WHAT THIS TASK INVOLVES
In the records below, find the line containing "Reviewer note: confirm that each instance of the white"; restate it and every later line word for word, through the last.

Saved entries:

──────────────────────────────

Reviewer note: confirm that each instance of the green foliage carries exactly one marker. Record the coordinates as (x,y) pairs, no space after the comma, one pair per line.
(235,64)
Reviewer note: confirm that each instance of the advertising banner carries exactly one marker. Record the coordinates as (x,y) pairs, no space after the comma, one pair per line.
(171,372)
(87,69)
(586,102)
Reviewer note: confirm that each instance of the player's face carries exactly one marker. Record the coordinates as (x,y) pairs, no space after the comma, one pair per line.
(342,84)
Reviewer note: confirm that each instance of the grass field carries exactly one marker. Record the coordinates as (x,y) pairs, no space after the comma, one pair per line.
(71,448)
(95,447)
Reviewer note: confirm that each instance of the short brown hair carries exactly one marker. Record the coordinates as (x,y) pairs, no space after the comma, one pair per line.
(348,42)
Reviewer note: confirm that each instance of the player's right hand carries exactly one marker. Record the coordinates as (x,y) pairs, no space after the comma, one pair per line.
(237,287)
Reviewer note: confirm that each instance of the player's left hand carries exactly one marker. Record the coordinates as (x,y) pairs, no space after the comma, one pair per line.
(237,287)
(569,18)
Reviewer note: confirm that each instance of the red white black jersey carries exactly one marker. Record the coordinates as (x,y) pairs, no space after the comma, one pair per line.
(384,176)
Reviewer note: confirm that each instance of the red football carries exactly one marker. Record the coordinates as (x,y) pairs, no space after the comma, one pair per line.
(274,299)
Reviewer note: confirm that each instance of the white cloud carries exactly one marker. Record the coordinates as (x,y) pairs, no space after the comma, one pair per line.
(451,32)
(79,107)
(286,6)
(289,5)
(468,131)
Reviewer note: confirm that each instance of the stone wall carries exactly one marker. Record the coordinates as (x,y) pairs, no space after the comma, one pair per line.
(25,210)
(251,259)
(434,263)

──────────────────────────────

RESPONSE AREA
Reviewer note: confirm that each instance of the white cloud carries exactly one marker. Record the coordinates as (x,y) pairs, no space after the comma, one pair per line.
(451,32)
(79,107)
(286,6)
(289,5)
(468,131)
Reviewer note: confirm that each instance of the stone wall carries exactly one marker. Record the coordinates as (x,y) pairs, no space after the comma, one pair per line.
(25,210)
(251,259)
(434,263)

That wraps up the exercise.